● EXERCISE TASK 1:
Say whether each statement agrees with the procrastination piece below. Answer yes or no for each, and quote the words from the piece that decide it.
(a) John Perry is an emeritus professor of philosophy at Stanford.
(b) Procrastinators feel better the day after putting off a task.
(c) Perfectionists are people who do something perfectly.

The Root of Your Procrastination

People envision outcomes so outstanding that their expectations become more intimidating than inspirational. "It's like you're practicing the high jump, and when you set the bar too high, you look at it, and you walk away," says John Perry, an emeritus professor of philosophy at Stanford. "Perfectionists aren't people who do something perfectly. Perfectionists are people who fantasize about doing something perfectly."  

At its core, procrastination represents shoddy treatment of the one person who should matter most to you: the future you. Resolving not to do some odious task today makes procrastinators feel good. Then they predict they'll feel just as good tomorrow, which will make the task easier. Of course, the next day they feel worse, which makes the task harder and the stress greater. Homer Simpson summed it up neatly: "That's a problem for future Homer. Man, I don't envy that guy."   

Leigh Buchanan writing in Inc.

● ENTRIES:
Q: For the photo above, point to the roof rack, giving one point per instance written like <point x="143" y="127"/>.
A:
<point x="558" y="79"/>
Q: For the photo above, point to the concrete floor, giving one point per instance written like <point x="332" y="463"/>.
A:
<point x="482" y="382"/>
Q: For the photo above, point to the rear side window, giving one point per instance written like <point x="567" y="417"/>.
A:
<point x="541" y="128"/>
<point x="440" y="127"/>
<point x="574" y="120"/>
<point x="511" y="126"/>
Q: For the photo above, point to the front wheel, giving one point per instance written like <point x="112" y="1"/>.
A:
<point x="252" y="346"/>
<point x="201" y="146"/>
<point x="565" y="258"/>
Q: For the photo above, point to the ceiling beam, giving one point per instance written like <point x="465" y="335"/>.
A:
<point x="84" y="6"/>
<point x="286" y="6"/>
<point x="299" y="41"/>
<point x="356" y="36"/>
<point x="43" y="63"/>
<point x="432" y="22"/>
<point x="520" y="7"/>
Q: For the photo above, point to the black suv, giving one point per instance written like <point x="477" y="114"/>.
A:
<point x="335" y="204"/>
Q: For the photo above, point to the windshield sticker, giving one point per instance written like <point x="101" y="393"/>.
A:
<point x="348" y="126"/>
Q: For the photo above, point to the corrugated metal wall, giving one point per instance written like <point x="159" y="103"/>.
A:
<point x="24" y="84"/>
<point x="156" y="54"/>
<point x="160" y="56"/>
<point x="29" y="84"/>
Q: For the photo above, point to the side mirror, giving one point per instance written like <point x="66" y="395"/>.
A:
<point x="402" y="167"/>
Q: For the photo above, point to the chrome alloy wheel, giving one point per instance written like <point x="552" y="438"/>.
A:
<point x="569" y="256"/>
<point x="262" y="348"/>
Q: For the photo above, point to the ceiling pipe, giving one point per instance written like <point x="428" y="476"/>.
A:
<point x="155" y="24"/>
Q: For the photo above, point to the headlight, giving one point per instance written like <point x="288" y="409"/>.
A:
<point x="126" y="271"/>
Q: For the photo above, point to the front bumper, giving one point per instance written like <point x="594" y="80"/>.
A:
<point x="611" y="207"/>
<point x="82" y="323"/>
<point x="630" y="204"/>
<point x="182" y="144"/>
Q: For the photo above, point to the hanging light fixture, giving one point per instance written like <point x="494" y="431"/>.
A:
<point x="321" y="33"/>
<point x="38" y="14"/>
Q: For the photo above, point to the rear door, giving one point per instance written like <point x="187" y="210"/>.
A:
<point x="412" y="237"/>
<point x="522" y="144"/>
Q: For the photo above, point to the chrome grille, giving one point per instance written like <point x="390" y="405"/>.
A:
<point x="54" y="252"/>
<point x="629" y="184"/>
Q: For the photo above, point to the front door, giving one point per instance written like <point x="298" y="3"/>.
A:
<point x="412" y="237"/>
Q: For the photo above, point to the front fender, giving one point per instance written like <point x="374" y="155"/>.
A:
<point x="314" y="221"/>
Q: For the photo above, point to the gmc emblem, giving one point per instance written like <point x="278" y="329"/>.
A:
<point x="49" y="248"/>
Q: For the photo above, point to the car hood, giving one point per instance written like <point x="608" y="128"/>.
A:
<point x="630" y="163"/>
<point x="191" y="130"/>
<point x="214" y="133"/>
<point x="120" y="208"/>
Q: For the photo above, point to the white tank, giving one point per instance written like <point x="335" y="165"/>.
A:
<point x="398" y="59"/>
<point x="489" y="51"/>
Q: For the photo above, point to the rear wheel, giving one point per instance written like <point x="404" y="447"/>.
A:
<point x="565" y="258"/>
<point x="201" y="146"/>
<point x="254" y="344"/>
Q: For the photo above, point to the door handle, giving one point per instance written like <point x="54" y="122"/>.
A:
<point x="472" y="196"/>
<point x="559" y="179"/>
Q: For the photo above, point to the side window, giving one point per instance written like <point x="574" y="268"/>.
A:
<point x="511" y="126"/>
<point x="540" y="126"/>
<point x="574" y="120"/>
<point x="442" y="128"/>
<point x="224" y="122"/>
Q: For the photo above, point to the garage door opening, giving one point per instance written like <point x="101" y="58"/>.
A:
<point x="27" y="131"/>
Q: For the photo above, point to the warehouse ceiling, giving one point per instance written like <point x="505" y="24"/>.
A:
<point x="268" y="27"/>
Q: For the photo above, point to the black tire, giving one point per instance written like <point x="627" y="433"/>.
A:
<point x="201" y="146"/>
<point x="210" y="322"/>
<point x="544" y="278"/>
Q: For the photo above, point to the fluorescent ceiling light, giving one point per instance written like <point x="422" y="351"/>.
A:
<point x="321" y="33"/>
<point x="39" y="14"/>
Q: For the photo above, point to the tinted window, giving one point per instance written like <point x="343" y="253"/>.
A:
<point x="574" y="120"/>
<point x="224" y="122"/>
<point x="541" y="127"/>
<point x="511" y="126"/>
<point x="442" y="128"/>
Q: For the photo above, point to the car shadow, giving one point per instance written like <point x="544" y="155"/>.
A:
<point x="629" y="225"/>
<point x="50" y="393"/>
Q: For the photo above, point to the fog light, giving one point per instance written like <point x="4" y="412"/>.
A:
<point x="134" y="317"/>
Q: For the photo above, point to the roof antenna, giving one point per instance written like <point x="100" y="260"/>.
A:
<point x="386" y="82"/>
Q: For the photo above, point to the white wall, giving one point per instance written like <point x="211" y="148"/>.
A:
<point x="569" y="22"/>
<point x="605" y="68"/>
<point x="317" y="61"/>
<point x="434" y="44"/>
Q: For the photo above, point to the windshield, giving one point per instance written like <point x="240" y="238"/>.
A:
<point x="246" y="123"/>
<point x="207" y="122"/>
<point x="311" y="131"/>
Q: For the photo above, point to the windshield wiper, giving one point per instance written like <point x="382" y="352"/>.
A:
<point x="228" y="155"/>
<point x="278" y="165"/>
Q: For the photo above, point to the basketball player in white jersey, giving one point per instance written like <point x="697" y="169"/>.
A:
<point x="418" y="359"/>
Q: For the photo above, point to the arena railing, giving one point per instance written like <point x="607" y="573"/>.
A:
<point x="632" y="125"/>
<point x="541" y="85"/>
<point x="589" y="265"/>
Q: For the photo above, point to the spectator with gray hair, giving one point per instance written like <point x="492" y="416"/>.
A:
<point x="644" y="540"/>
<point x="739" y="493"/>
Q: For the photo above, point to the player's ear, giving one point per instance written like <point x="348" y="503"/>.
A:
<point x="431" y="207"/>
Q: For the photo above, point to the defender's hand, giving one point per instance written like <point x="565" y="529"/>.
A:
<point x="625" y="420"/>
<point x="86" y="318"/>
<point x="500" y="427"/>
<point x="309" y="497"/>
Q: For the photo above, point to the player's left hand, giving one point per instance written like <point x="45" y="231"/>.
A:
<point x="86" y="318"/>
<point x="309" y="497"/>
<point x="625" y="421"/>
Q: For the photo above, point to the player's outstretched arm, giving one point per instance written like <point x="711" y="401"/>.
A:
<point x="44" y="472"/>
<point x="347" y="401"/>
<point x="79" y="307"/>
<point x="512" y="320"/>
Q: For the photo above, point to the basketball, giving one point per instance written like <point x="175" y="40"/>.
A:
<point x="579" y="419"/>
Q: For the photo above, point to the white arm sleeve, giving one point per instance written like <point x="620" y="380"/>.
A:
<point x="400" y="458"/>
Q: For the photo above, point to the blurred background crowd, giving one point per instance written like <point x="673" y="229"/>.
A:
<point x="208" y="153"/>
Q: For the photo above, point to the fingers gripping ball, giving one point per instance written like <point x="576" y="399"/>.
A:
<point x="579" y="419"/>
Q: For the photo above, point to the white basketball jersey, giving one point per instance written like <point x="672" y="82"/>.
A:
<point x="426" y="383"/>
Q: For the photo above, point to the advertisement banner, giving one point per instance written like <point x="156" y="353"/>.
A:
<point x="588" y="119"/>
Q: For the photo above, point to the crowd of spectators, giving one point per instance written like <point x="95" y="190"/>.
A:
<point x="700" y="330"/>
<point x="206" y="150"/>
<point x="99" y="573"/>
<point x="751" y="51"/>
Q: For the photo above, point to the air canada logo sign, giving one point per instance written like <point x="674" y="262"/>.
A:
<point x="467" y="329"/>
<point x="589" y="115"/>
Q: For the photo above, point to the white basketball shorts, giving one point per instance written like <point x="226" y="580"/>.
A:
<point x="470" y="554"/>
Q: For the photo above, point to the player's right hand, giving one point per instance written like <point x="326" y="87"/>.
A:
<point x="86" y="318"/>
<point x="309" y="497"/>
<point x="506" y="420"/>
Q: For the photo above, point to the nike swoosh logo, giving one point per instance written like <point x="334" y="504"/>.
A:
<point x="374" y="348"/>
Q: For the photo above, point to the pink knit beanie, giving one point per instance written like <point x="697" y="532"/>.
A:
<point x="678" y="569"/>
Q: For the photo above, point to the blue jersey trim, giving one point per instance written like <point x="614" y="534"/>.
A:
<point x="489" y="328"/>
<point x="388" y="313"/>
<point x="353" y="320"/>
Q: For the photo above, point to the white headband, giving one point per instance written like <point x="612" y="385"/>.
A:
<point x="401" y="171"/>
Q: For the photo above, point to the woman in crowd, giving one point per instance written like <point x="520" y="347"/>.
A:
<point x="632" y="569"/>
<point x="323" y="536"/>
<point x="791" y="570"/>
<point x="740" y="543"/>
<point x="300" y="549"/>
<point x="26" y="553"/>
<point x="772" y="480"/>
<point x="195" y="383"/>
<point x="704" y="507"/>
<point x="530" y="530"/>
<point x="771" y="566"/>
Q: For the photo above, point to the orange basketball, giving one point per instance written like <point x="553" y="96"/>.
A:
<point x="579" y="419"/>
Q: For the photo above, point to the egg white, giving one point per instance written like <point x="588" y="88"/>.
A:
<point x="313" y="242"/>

● EXERCISE TASK 2:
Pull out every line of the listing that contains the word "black", and copy each of those lines.

● FINISHED ANSWER 1:
(a) Yes: "an emeritus professor of philosophy at Stanford"
(b) No: "Of course, the next day they feel worse"
(c) No: "Perfectionists aren't people who do something perfectly."

● FINISHED ANSWER 2:
Q: For the photo above, point to the black suv, giving one point per instance written like <point x="477" y="114"/>.
Q: For the photo above, point to the black tire, giving one point per instance written like <point x="627" y="433"/>.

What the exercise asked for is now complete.